Problems and tasks:
a) Using the kite patent excerpt, answer each question briefly:
(i) According to claim 3, what type of fasteners serve as the means for attaching the wings to the body?
(ii) Of what material are both components of the kite disclosed by Pearce made?
(iii) How many conventional kites does the modular kite shown by Vincent link together?
b) Return every line of the rows that contains the string "sunflower". Case counts.
### Excerpt to read
2. A kite structure as claimed in claim 1 wherein said means for adjustably
attaching the cross spar to the kite comprising
means fixedly attached to the surface of each wing for ready attachment and
detachment to the cross spar, and
attachment means slidably positioned on the transverse cross spar for
engaging said means fixedly attached to the surface of each wing, at
selected positions.
3. A kite structure as claimed in claim 1 wherein
the means for attaching wings to the body are hook and loop type fasteners.
4. A kite as claimed in claim 1 wherein
the means for attaching wings to the body are in the form of flexible slide
fasteners.
5. A kite as claimed in claim 1 wherein the means for attaching the wings
to the body are in the form of interlocking channels.
6. A kite structure as claimed in claim 2 wherein
the attaching means on the wings and the attaching means on the cross spar
are in the form of hook and loop fasteners.
7. A kite structure as claimed in claim 1 comprising
bridle means connected at selected axial points on one or more of the
longitudinal body members.
Description
BACKGROUND--DISCUSSION OF PRIOR ART
Kites and kite-flying were once considered toys and play for children. This
has now developed into an adult sport, with keen interest in design
advanced technology.
Kites have been flown for centuries and a limitless variety of designs have
evolved. Numerous patents have been issued for specific kite designs which
have unique characteristics, and these include "modular" kites.
U.S. Pat. No. 3,948,471 (Pearce) discloses a prism-shaped kite with an air
dam and tail. The frame is built from a number of identical struts and
connectors. The connectors are complex and the struts are hollow,
substantially rectangular, and arched with decreasing wall thickness at
their ends. Both components are made of molded high strength plastic, and
the structures are complex and costly to manufacture.
U.S. Pat. No. 3,894,704 (Vincent) shows a modular kite comprised of four
conventional kites linked together with two longer cross spars or sticks.
This invention is limited to a single, not variable, configuration.
The prior art does not show a modular kite system that can easily and
quickly change the shape, configuration, and flight characteristics of the
entire kite. Moreover, none of the prior art structures have the
adaptability, variability, and range of combinations inherent in the
present invention.
######
### Information shown
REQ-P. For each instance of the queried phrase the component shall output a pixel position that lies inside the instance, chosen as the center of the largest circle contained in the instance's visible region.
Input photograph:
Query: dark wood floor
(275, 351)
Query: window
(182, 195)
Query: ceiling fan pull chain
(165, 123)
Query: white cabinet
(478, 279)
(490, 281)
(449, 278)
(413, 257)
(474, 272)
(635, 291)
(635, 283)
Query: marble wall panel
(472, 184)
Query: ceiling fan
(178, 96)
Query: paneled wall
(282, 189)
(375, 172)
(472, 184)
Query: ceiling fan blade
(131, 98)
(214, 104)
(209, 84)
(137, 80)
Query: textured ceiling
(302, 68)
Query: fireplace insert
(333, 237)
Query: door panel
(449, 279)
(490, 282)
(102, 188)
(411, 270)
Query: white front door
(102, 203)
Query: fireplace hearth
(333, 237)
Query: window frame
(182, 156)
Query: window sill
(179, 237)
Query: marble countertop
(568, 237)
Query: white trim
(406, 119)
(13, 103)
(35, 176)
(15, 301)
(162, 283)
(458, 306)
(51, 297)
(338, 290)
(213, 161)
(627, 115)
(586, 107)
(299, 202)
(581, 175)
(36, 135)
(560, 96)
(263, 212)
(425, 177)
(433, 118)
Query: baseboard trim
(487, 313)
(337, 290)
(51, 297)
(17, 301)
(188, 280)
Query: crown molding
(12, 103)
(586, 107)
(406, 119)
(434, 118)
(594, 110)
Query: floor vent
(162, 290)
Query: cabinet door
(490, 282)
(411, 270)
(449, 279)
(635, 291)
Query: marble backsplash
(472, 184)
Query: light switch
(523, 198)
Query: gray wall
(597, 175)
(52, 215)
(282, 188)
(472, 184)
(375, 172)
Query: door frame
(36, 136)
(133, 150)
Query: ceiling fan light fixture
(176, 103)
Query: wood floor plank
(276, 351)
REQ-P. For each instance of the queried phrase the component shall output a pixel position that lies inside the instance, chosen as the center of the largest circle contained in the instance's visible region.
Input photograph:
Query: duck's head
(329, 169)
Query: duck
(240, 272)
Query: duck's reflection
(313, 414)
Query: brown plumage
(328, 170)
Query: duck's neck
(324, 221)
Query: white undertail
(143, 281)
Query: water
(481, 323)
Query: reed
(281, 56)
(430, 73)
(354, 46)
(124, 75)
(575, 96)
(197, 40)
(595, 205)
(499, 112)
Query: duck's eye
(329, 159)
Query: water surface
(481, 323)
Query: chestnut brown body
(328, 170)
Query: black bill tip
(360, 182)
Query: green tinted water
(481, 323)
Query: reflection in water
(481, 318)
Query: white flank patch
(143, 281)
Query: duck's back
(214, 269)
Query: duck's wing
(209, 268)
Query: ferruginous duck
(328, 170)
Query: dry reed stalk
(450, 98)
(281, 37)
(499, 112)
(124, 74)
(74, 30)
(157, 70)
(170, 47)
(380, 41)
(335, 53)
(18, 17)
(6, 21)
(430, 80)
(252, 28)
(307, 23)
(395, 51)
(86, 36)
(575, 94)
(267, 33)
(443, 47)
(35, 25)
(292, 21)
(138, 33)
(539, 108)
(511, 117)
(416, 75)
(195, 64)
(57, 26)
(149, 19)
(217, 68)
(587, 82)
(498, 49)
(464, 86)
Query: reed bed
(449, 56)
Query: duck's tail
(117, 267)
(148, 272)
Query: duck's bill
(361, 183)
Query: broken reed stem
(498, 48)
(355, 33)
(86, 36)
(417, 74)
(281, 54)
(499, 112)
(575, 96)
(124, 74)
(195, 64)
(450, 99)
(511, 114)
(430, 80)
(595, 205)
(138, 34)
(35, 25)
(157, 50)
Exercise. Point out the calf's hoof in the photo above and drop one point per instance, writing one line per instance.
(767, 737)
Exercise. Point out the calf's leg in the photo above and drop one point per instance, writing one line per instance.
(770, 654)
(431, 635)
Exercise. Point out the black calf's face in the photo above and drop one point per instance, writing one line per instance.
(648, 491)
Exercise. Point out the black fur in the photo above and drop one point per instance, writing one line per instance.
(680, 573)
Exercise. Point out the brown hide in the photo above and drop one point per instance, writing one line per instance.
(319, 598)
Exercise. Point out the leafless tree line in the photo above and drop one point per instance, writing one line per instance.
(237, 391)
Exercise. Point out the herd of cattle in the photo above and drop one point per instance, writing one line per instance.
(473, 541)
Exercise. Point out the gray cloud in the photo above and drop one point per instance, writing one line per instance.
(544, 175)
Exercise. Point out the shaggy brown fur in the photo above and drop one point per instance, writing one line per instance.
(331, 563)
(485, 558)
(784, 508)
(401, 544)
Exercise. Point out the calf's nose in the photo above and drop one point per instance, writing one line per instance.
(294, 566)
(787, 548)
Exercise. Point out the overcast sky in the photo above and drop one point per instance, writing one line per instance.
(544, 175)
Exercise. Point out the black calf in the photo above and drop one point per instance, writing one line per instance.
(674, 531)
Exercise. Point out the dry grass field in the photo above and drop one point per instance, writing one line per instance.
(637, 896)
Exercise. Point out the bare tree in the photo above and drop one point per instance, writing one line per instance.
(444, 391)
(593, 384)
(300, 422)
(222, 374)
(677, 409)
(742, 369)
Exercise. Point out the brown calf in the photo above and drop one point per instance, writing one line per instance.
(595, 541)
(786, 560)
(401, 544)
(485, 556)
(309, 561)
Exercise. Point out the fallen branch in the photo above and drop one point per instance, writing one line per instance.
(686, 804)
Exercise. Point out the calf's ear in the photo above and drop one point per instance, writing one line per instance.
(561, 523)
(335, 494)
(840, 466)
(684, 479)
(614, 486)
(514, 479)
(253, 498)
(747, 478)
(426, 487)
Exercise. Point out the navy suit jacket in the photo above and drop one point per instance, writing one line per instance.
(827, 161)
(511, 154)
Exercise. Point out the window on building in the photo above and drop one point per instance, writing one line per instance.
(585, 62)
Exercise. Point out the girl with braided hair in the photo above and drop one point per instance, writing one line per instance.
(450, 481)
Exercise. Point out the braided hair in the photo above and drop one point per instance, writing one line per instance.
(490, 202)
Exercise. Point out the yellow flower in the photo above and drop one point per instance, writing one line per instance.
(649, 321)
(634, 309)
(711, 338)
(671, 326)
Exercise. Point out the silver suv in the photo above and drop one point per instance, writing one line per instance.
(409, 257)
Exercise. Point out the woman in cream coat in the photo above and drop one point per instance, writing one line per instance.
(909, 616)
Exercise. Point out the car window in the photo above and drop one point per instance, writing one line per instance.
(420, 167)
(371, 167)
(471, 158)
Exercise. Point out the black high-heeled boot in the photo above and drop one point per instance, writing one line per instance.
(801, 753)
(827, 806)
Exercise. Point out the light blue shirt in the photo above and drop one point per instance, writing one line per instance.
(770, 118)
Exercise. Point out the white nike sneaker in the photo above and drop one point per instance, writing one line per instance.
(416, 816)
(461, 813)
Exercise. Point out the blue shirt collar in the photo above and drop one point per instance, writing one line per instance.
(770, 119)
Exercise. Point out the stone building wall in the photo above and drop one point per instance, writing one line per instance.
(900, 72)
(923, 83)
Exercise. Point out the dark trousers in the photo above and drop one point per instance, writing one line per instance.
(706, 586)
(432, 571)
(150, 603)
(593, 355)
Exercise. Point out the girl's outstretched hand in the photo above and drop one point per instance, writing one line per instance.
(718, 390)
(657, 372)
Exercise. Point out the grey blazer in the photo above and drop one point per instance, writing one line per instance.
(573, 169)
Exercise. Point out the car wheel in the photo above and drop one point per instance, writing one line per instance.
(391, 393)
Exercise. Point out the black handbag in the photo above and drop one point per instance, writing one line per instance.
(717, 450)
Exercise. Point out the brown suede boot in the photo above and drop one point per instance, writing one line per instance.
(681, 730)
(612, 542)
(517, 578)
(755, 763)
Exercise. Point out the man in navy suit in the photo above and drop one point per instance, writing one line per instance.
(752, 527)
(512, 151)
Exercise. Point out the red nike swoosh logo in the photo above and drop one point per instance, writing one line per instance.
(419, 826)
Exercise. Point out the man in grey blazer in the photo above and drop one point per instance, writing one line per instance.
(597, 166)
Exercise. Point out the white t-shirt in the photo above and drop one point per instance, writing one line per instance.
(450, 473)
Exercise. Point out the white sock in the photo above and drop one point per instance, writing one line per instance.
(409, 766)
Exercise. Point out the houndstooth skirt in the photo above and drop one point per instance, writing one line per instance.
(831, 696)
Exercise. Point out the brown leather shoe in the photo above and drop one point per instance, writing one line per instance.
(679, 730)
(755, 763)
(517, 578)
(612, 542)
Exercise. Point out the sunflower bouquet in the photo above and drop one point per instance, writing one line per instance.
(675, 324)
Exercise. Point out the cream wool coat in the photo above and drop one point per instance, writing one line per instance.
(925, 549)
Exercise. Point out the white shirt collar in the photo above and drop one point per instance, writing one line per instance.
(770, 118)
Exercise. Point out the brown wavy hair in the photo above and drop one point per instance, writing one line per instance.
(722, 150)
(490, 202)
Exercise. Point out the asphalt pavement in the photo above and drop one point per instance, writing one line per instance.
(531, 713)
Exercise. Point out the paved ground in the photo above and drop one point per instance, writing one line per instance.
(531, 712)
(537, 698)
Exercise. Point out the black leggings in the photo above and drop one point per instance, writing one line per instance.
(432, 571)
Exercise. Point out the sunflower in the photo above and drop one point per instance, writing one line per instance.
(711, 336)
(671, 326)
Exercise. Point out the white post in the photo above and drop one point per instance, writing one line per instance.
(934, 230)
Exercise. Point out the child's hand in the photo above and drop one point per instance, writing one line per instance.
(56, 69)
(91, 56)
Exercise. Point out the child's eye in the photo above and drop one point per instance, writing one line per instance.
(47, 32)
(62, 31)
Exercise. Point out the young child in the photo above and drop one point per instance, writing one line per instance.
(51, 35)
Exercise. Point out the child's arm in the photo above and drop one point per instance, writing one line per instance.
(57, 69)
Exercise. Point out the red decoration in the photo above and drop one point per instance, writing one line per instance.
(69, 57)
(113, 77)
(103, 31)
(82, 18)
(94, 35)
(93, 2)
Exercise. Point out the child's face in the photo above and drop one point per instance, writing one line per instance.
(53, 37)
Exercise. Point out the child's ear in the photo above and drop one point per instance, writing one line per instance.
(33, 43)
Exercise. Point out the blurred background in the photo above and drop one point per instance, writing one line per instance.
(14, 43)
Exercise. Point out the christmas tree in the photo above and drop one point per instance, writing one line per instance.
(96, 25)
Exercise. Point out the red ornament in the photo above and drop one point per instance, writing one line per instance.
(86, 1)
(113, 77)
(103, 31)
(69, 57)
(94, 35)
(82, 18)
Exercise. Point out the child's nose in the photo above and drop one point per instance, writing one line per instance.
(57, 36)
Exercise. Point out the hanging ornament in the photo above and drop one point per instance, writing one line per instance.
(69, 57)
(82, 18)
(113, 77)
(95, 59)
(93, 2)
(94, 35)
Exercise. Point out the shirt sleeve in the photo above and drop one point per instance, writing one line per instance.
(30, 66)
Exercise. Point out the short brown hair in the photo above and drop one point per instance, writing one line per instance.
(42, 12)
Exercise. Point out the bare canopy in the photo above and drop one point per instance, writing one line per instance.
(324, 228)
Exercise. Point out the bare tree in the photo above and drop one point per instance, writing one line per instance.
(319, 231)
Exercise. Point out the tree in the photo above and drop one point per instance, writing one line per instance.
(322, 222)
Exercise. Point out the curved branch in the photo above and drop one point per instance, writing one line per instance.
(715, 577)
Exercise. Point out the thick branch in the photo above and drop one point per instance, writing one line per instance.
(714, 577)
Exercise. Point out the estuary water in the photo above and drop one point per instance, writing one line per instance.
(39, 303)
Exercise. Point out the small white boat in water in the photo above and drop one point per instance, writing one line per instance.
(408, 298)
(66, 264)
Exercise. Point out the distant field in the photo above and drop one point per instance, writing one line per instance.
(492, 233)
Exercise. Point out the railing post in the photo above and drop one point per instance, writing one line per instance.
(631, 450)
######
Answers for this exercise:
a)
(i) Hook and loop type fasteners.
(ii) Molded high strength plastic.
(iii) Four.

b)
Exercise. Point out the sunflower bouquet in the photo above and drop one point per instance, writing one line per instance.
Exercise. Point out the sunflower in the photo above and drop one point per instance, writing one line per instance.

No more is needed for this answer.